■ **Textauszug**:
__________________________________________________

Pinneberg. Nachdem die erste Idee für das verlassene Modehaus geplatzt ist, soll es allen offen stehen. Denn: „Zeit großer Kaufhäuser ist vorbei“.

Die Problemfälle mitten in der Pinneberger Innenstadt sind zwei große Einkaufshäuser – das PiZ und das ehemalige Modehaus Kunstmann. Beide Gebäude stehen seit Monaten leer. Sie sind nicht nur kein schöner Anblick, sondern werden immer mehr zur Belastung für die Stadt. Zuletzt wurde ein Diebstahl im PiZ bekannt, mit weitreichenden Folgen für Telekom-Kunden, dann meldete der Eigentümer und Investor des PiZ Insolvenz an.

Doch nun gibt es eine positive Nachricht aus dem Rathaus Pinneberg: Die Verwaltung hat ein umfangreiches Konzept für eine Neu- und Nachnutzung des ehemaligen Kunstmann-Gebäudes in der unteren Dingstätte erarbeitet und möchte dies in einem der nächsten Stadtentwicklungsausschüsse der Politik vorstellen. Das Abendblatt hatte bereits Auszüge berichtet.

Leerstand in der City: Stadt Pinneberg präsentiert Pläne für Kunstmann-Gebäude

Ein Teil der Stadt-Idee ist es, dass Bildungsangebote wie zum Beispiel die Volkshochschule und die Musikschule in dem 2150 Quadratmeter großen Gebäude, das seit anderthalb Jahren verwaist ist, untergebracht werden. Beide Einrichtungen haben derzeit ihre Räume an der Adresse Am Rathaus. Außerdem könnten Teile des Bürgerservices dort integriert werden. „Neu bei Kunstmann“ nennt die Verwaltung intern dieses Projekt, an dem mehrere Fachbereiche beteiligt sind.

__________________________________________________

■ **Datensatzinhalt**:
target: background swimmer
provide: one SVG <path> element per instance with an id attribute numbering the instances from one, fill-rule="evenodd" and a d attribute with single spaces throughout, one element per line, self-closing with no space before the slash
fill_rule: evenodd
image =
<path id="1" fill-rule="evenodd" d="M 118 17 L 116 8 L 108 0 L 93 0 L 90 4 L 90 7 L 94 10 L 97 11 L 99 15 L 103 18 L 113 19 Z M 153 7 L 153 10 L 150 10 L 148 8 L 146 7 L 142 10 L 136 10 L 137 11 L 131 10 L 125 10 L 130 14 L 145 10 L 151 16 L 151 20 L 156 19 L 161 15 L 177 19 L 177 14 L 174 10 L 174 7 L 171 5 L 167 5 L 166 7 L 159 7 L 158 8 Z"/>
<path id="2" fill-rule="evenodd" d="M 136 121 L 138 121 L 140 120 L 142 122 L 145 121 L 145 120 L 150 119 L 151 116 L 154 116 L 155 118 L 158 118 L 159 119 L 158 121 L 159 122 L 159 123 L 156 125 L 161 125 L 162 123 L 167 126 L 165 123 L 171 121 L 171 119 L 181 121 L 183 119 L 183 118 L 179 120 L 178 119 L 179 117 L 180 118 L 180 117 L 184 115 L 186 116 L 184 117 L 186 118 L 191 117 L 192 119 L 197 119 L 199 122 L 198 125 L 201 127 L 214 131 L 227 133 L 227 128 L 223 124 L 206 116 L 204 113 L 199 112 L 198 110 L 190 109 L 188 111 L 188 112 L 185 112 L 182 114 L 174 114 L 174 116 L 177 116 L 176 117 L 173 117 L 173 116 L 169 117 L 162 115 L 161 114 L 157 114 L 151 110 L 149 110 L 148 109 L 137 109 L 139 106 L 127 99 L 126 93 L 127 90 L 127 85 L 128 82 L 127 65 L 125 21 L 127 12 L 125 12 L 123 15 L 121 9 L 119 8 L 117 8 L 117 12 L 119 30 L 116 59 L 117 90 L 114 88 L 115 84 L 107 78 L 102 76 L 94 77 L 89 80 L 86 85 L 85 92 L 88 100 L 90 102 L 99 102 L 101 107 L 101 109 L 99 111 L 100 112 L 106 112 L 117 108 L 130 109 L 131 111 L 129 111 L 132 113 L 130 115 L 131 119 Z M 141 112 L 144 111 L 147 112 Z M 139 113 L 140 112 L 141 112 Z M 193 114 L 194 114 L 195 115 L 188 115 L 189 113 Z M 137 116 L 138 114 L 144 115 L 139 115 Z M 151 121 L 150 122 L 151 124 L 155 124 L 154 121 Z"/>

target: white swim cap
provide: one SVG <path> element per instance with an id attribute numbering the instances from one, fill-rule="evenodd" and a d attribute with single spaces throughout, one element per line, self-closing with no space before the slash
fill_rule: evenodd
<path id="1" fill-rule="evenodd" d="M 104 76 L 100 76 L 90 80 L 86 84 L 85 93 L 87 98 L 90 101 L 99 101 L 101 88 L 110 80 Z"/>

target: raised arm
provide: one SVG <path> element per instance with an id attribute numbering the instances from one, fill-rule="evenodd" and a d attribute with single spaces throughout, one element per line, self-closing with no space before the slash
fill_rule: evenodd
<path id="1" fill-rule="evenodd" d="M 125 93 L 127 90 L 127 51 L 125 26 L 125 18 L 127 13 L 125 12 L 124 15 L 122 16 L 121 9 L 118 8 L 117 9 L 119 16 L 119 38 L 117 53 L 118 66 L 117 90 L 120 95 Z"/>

__________________________________________________

■ **Aufgaben dieser Übung**:
a. Geben Sie den Abschnitt des Textauszugs von „Ein Teil der“ bis „Fachbereiche beteiligt sind.“ wortgetreu aus.
b. Fassen Sie den Textauszug in zwei Sätzen zusammen.
Das Material hat keinen Bezug zum Textauszug.

■ **Die Lösungen**:
a.
Ein Teil der Stadt-Idee ist es, dass Bildungsangebote wie zum Beispiel die Volkshochschule und die Musikschule in dem 2150 Quadratmeter großen Gebäude, das seit anderthalb Jahren verwaist ist, untergebracht werden. Beide Einrichtungen haben derzeit ihre Räume an der Adresse Am Rathaus. Außerdem könnten Teile des Bürgerservices dort integriert werden. „Neu bei Kunstmann“ nennt die Verwaltung intern dieses Projekt, an dem mehrere Fachbereiche beteiligt sind.

b. In der Pinneberger Innenstadt stehen zwei große Einkaufshäuser, das PiZ und das ehemalige Modehaus Kunstmann, seit Monaten leer und werden zunehmend zur Belastung für die Stadt. Die Verwaltung hat für das Kunstmann-Gebäude ein Nachnutzungskonzept erarbeitet, nach dem dort Bildungsangebote wie Volkshochschule und Musikschule sowie Teile des Bürgerservices untergebracht werden könnten.